- [Your assignment] Restate every entry verbatim; drop the pictures.

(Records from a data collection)

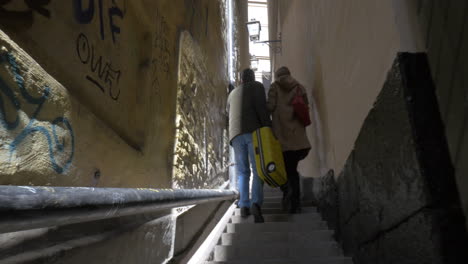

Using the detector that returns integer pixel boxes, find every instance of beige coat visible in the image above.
[267,75,311,152]
[227,81,271,143]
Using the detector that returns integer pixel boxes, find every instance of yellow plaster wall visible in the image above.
[0,0,233,188]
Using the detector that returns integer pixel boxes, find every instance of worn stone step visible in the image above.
[263,196,283,203]
[221,230,335,246]
[230,213,322,224]
[262,197,317,207]
[262,202,282,209]
[264,186,282,191]
[204,257,353,264]
[263,192,283,197]
[234,207,317,216]
[263,188,282,194]
[226,221,327,234]
[213,243,342,261]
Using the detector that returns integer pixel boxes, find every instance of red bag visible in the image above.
[291,86,311,126]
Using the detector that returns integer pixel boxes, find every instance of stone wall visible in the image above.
[173,31,229,189]
[0,1,240,263]
[314,53,468,264]
[0,0,232,189]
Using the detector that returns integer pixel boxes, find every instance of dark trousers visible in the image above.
[281,149,309,212]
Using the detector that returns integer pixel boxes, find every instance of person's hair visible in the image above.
[241,68,255,83]
[275,66,291,78]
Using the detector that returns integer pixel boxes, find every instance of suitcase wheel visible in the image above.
[267,162,276,173]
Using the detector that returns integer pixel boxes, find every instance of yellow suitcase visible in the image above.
[252,127,287,187]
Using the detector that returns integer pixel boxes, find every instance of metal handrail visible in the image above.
[0,185,237,234]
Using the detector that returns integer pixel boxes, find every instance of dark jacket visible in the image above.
[227,80,271,143]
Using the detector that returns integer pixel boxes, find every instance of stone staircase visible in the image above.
[203,187,353,264]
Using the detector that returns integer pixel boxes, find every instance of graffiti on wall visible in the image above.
[0,52,75,174]
[72,0,125,44]
[76,33,121,100]
[73,0,125,101]
[151,9,171,93]
[0,0,51,29]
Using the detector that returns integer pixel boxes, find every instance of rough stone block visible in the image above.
[315,53,468,264]
[314,169,340,234]
[172,32,229,189]
[355,211,443,264]
[337,56,429,248]
[300,176,315,203]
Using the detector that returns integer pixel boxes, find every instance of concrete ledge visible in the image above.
[172,200,233,263]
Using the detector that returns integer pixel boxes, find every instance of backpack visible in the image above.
[291,86,311,126]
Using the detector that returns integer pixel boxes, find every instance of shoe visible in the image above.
[288,201,301,214]
[296,206,302,214]
[281,195,289,212]
[240,207,250,218]
[288,207,298,214]
[280,184,289,212]
[251,203,264,223]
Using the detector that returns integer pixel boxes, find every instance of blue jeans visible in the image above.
[231,133,264,208]
[228,146,238,191]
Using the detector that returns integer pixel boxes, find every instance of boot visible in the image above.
[280,183,289,212]
[240,207,250,218]
[251,203,264,223]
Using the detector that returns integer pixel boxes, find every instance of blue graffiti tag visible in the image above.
[73,0,124,44]
[0,52,75,174]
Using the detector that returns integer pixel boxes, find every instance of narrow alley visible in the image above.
[1,0,468,263]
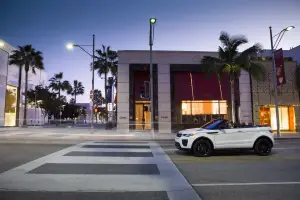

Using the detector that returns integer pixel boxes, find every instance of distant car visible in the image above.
[175,119,274,157]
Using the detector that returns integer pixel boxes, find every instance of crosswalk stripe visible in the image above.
[0,141,201,200]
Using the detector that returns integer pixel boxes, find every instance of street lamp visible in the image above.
[66,35,96,131]
[149,18,156,133]
[0,40,5,48]
[269,25,295,137]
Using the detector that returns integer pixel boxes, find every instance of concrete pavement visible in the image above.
[1,127,300,143]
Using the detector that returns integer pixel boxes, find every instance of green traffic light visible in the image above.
[150,18,156,24]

- [Reply to the task]
Using the detector that returns integer pixel boxes, find every instance of beige coat visible in the image above.
[267,75,311,152]
[227,81,271,143]
Using the detector that returns integer pixel boxes, find every instance of yellow plaster wall visible in the image above.
[0,0,233,188]
Using the detector that returns integer pixel boxes, find every instance of worn stone step visible in the image above.
[263,196,283,203]
[221,230,335,246]
[230,213,322,224]
[262,197,317,207]
[262,202,282,209]
[264,186,282,191]
[204,257,353,264]
[263,192,283,197]
[234,207,317,216]
[263,188,282,194]
[226,221,327,234]
[213,243,342,261]
Using the detector that returns integer pixel boxes, find every instance of red bag visible in the image above.
[291,86,311,126]
Using the detector that returns integer pixel boxes, find every instance of stone wall visible in the image above.
[173,31,229,189]
[0,1,240,263]
[314,53,468,264]
[0,0,232,189]
Using the detector that returns integer pixel boxes, find every instance of dark trousers visible in the image above.
[281,149,309,212]
Using the detector that returns integer pixel boxes, find every instance of person's hair visible in the image above.
[241,68,255,83]
[275,66,291,78]
Using the detector that returns integer pixel boxes, find every instance of suitcase wheel visible in the image above.
[267,162,276,173]
Using the detector that returns integer pixel boxes, find every instance of yellow suitcase visible in the image above.
[252,127,287,187]
Using the detector that returns integer pixel boxes, find every instance of metal handrail visible in the image above.
[0,185,237,234]
Using the detector that returns integer pixel boxes, find every instance of dark jacket visible in the image above.
[227,80,271,143]
Using the detector that returns integer pixel boxes, find every instance of stone staircase visible in the image above.
[203,187,353,264]
Using the detector that returns integer pixel boxes, find every instance of graffiti on wall visible in the image above.
[0,52,75,174]
[72,0,125,44]
[76,33,121,100]
[73,0,125,101]
[151,9,171,93]
[0,0,51,29]
Using the detector that returns integer pixel boxes, find every instance of rough stone block visible in the image above.
[315,53,468,264]
[314,169,340,234]
[172,32,229,189]
[355,211,443,264]
[337,56,429,248]
[300,176,315,203]
Using the detector that returns integer pixel boxes, find every instance of concrete ledge visible in the image above.
[172,200,233,263]
Using the detector that returns integer pixel boxes, find every instance of backpack visible in the image above.
[291,86,311,126]
Using the detector that returns integer pixel boxes, find every instance of shoe visible in the image above.
[288,201,301,214]
[296,206,302,214]
[281,195,289,212]
[240,207,250,218]
[288,207,298,214]
[280,184,289,212]
[251,203,264,223]
Using the detector that returns integer pixel boxes, find every instance of blue jeans visible in the image above.
[231,133,264,208]
[228,146,238,191]
Using the detector that returns integer pixel boxes, find every instance of boot visible in the image above.
[280,183,289,212]
[240,207,250,218]
[251,203,264,223]
Using the detector that returns integer pixel boxes, find every instance of blue graffiti tag visible in the image above.
[73,0,124,44]
[0,52,75,174]
Using the detector that returns integer pixel boxes, find every instance of narrow alley visible in the image above.
[1,0,468,263]

Using the detector that returns integer pixel boxes, find every instance of distant car visible in the image above.
[175,119,274,157]
Using the detector that returns integer pixel boxes, find every instance of crosswalk stripe visible in the image above.
[0,141,201,200]
Using the detector that returns integer pixel boxes, find every instance of street lamp visible in the image above.
[66,35,96,131]
[149,18,156,133]
[0,40,5,48]
[269,25,295,137]
Using the detector that returns integer pixel boxes, find every instance of concrete pavement visible in the image above.
[1,127,300,143]
Using the detector that returns integer pixel boxes, find every instance of green traffic light visible in the image above.
[150,18,156,24]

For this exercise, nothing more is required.